Rewrite every line from the one holding "Where can you see the gabled" through the end of the rows, inclusive, keeping each request line unchanged and multiplying every coordinate in the answers by 1.8, rounded to the nearest whole number with halves rounded up.
>> Begin Provided data
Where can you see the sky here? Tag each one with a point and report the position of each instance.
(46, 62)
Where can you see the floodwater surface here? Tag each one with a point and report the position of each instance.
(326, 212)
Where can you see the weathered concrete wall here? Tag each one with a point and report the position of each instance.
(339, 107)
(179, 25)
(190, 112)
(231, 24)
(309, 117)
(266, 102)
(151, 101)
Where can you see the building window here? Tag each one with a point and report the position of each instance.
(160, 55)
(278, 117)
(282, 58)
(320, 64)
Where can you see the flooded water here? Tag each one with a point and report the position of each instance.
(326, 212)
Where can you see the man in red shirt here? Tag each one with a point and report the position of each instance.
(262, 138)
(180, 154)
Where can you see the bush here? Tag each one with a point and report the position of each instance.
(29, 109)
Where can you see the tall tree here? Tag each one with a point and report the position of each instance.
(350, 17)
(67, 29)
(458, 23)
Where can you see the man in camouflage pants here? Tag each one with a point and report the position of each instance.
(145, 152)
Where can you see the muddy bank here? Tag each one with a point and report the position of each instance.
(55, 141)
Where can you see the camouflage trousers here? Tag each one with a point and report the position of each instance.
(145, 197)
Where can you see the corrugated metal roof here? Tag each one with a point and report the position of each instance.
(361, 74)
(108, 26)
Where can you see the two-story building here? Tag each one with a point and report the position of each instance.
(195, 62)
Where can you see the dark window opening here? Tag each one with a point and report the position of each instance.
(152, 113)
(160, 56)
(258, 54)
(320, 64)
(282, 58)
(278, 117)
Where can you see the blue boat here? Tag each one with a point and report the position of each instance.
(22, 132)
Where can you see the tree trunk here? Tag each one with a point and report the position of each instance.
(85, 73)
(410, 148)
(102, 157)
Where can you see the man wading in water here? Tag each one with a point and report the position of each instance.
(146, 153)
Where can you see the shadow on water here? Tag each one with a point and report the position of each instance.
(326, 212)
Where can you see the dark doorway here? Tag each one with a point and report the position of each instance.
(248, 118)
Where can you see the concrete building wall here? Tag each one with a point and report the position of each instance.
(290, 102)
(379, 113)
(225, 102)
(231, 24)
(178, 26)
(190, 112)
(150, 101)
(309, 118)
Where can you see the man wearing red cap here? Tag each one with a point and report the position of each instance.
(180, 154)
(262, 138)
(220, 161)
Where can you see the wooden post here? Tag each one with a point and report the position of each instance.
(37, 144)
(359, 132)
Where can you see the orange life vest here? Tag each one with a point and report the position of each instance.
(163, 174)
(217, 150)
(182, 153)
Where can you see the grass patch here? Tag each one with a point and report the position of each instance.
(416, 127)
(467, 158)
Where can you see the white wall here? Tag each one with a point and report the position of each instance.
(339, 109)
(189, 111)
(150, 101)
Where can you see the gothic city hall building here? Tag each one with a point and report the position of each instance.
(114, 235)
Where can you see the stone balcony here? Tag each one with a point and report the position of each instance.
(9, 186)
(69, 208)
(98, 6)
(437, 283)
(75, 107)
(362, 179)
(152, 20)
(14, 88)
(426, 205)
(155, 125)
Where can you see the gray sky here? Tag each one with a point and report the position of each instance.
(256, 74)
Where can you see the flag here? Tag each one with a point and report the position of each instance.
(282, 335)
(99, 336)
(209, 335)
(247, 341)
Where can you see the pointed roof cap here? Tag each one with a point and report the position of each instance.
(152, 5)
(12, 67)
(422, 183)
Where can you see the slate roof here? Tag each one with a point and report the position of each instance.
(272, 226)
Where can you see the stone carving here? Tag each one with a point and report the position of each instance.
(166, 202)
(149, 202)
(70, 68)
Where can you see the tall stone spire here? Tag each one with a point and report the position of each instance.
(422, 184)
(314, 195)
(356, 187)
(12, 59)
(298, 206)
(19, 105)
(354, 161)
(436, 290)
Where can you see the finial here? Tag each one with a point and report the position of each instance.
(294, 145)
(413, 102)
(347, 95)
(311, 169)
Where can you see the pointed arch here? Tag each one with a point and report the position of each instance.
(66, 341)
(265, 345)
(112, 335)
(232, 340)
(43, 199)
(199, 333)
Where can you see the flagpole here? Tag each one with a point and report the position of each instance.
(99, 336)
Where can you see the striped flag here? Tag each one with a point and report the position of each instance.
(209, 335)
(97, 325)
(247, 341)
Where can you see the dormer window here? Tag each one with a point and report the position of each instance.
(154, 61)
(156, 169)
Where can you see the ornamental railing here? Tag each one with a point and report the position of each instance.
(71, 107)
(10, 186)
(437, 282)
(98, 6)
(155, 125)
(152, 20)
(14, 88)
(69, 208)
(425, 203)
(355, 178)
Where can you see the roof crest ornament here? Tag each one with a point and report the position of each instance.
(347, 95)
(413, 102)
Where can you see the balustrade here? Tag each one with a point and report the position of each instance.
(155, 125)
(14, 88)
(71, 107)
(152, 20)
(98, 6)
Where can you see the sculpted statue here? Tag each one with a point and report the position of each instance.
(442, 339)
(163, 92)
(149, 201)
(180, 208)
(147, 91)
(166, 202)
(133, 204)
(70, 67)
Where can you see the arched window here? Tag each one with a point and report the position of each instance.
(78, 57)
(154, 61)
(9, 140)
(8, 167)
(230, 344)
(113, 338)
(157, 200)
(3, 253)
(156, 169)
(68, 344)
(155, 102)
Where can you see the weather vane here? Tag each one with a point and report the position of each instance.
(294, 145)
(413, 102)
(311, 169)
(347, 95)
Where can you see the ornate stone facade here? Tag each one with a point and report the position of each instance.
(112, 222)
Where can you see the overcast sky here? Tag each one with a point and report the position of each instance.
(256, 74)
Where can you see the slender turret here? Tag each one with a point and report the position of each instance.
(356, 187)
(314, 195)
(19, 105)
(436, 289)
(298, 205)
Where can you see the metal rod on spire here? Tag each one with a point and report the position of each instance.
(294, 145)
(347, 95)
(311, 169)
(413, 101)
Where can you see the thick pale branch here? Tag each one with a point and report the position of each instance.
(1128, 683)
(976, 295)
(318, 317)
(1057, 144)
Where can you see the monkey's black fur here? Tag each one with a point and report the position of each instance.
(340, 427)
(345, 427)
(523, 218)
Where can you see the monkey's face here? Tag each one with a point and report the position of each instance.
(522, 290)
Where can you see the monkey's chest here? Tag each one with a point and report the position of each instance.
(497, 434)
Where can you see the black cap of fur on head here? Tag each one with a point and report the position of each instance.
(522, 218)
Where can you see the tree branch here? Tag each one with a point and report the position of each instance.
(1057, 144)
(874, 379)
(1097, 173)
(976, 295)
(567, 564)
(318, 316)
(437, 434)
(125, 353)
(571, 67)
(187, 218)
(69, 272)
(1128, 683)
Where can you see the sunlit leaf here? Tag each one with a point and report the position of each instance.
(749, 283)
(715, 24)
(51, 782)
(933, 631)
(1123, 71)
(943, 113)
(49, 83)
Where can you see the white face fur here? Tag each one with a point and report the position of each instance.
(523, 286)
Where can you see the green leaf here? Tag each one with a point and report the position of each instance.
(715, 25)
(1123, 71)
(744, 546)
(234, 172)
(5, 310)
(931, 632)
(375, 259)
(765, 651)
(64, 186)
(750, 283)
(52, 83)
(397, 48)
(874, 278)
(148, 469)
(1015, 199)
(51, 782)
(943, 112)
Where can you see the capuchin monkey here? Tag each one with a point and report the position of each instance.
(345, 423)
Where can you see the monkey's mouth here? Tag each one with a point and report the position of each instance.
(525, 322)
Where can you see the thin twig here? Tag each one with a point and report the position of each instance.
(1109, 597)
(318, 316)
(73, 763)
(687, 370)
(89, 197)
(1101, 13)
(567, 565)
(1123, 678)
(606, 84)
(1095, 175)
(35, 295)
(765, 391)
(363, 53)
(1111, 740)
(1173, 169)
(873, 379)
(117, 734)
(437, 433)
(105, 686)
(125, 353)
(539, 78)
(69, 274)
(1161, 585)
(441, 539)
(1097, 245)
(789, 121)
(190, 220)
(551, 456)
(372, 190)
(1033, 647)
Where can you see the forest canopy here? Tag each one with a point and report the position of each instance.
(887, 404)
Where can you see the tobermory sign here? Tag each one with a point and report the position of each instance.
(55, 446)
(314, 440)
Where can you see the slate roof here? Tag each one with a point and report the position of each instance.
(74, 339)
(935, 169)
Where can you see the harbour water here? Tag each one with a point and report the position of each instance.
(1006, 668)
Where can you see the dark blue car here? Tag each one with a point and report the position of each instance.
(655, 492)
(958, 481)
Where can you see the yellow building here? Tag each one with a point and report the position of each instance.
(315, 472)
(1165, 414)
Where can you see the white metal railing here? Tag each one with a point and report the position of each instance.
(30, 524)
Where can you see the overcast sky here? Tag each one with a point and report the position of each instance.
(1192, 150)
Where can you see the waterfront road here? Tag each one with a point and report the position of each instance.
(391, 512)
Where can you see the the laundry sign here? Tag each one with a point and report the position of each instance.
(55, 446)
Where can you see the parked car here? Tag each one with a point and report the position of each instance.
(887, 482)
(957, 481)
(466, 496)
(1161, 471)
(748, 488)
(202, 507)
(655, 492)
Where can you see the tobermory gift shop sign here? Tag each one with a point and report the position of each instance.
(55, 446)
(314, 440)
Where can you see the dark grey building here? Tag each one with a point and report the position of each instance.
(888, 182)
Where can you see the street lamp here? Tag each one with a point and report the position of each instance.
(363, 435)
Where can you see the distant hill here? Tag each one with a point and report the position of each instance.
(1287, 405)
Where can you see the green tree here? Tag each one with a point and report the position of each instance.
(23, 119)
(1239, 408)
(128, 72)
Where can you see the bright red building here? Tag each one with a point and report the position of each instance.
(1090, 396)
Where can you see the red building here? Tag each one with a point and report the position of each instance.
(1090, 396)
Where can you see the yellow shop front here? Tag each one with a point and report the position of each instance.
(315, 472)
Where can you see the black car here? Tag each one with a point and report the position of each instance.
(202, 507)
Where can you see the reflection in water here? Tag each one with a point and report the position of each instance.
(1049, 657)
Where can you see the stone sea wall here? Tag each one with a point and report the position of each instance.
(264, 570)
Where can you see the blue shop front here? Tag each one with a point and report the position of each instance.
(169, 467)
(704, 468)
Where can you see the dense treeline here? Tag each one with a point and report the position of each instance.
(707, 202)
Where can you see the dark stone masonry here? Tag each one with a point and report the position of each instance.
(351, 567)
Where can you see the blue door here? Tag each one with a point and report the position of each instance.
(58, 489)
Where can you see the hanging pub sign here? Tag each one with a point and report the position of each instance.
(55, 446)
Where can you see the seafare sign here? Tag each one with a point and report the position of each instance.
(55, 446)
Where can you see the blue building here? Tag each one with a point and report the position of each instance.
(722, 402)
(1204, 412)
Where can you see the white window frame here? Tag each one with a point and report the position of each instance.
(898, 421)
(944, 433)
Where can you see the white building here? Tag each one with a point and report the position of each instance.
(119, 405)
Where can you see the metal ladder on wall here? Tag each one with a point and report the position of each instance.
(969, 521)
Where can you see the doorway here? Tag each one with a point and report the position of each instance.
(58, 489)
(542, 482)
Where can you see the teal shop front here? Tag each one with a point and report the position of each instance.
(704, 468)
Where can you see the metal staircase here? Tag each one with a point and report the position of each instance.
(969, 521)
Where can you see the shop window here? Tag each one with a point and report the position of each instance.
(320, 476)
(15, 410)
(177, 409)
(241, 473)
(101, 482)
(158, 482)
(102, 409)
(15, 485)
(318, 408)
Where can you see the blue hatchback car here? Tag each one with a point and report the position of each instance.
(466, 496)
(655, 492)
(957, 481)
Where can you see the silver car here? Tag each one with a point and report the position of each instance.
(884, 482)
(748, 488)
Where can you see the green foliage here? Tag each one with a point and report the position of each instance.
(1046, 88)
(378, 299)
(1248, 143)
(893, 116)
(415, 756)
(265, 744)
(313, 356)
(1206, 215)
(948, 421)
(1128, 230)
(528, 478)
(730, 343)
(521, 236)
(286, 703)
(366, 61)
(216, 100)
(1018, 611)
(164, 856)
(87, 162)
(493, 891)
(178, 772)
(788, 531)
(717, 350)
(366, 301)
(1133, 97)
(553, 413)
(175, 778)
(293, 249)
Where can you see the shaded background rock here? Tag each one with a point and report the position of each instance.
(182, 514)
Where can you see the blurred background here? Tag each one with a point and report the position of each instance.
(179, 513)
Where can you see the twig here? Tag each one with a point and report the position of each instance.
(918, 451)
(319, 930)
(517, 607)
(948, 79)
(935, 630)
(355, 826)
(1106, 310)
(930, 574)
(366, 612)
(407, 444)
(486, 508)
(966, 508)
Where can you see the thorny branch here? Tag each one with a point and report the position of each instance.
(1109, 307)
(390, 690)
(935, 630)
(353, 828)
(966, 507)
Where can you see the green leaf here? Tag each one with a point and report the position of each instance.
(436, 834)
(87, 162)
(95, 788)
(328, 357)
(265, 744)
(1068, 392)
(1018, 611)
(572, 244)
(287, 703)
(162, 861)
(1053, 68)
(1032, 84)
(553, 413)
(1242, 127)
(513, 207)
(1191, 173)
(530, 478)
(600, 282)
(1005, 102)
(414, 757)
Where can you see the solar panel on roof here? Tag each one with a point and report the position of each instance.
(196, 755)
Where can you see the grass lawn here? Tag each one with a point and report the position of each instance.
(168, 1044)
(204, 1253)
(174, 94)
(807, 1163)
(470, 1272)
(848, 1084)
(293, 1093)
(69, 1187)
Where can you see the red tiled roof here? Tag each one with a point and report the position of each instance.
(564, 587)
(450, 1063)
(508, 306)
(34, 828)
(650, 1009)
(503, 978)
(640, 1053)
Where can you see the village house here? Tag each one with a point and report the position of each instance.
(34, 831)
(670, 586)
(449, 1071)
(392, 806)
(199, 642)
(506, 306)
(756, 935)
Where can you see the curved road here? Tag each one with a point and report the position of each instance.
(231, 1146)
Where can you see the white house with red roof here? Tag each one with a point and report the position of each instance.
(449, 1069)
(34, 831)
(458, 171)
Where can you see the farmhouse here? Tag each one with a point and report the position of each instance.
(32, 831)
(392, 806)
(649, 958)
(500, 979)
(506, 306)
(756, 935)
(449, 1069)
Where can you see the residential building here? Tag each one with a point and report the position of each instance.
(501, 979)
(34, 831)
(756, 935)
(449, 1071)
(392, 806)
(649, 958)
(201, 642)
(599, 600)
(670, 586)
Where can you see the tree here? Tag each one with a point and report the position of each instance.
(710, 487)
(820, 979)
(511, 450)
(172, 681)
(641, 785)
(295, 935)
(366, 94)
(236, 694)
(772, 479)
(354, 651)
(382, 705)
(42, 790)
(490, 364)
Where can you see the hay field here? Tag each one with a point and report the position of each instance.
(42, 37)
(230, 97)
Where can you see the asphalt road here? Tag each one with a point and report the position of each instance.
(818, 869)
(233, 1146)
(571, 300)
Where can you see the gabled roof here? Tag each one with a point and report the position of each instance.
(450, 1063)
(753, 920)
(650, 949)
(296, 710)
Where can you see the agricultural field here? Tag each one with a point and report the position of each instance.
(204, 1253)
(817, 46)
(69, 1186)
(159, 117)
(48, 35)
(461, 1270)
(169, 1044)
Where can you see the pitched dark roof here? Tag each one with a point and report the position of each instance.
>> End Provided data
#### [Correct result]
Where can you see the gabled roof here? Tag each one with a point and report the position of each instance.
(810, 1913)
(1355, 1656)
(1170, 1708)
(533, 1278)
Where can you see the agricultural field here? Tag each one with a point and report the position of each instance.
(367, 2255)
(1471, 83)
(124, 2135)
(286, 211)
(86, 63)
(830, 2286)
(304, 1879)
Where can you see the pitched dark roof here? Tag each one with a point and report the position of each instance.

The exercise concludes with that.